**** Available data
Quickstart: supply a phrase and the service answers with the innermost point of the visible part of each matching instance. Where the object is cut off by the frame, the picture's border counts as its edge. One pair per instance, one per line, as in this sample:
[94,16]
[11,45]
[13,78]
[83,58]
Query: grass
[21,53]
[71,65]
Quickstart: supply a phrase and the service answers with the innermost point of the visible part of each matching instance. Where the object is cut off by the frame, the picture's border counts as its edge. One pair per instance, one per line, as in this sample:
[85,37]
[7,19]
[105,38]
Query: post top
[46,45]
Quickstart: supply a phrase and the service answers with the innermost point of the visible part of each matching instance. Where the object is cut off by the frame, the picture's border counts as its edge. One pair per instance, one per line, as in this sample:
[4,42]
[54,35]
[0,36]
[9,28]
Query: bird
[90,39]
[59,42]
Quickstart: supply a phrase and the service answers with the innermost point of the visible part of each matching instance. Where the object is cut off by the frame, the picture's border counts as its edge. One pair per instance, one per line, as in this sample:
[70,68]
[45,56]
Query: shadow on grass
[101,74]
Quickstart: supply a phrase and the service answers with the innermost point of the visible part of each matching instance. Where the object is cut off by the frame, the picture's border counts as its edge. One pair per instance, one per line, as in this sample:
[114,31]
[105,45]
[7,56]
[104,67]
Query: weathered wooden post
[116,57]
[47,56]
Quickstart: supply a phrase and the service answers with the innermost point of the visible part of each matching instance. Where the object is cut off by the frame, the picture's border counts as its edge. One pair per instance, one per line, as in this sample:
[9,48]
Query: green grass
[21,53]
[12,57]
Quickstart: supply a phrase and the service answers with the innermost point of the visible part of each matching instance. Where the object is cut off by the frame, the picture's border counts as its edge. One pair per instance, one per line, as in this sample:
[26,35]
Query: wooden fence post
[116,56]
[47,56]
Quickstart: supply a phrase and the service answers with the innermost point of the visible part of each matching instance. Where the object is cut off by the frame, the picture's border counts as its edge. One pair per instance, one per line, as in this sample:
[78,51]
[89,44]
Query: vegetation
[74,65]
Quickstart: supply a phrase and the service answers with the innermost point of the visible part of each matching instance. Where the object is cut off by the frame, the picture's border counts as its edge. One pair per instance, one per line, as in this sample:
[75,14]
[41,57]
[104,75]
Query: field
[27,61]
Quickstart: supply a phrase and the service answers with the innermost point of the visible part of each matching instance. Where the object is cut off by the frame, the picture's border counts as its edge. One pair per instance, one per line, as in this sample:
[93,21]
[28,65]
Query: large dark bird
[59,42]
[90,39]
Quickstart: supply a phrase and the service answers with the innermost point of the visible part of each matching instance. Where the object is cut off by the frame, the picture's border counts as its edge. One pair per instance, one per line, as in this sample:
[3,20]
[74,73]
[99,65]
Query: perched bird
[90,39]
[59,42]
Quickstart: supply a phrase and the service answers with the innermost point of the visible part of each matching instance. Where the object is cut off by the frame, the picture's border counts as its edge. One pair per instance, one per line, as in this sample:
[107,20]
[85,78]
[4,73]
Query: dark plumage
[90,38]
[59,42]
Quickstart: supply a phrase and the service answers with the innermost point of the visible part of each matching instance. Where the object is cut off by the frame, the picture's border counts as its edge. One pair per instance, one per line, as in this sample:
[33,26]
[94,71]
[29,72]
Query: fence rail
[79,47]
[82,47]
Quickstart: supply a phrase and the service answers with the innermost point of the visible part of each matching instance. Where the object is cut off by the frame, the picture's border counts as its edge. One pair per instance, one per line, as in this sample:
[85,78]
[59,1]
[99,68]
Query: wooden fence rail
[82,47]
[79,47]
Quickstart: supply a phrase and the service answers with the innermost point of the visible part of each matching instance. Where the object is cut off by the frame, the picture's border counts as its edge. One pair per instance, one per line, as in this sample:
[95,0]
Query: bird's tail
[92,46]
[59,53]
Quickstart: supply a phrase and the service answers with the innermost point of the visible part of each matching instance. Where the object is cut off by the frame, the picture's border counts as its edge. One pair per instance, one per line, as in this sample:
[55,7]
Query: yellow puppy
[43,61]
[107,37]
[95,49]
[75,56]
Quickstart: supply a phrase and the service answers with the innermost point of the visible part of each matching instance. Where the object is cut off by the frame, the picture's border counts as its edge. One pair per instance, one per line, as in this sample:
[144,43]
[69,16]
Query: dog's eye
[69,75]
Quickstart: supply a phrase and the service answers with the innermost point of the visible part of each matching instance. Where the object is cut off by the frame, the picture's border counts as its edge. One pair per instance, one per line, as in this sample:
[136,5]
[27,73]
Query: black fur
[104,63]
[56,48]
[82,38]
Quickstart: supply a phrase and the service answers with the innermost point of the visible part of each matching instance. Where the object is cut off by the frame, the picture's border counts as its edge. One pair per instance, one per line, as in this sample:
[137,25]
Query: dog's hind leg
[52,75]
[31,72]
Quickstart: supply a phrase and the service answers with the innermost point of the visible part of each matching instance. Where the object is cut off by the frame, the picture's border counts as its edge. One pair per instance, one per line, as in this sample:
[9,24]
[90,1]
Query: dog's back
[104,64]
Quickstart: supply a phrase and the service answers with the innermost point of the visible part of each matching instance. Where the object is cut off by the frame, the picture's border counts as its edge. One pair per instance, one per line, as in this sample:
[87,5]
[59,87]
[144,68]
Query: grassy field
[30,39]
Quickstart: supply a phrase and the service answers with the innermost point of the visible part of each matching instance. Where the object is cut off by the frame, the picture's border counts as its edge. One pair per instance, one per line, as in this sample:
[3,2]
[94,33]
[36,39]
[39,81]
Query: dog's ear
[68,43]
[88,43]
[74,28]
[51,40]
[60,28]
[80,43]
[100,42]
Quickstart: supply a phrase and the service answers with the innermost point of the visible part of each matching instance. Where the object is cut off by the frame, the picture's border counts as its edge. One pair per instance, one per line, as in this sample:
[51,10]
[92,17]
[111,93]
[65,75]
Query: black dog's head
********
Written request — Report every line in the items above that contains the word "bird", copying each one in full. Case counts when matching.

Task answer —
Query: bird
Query: large dark bird
Query: perched bird
Query: bird's tail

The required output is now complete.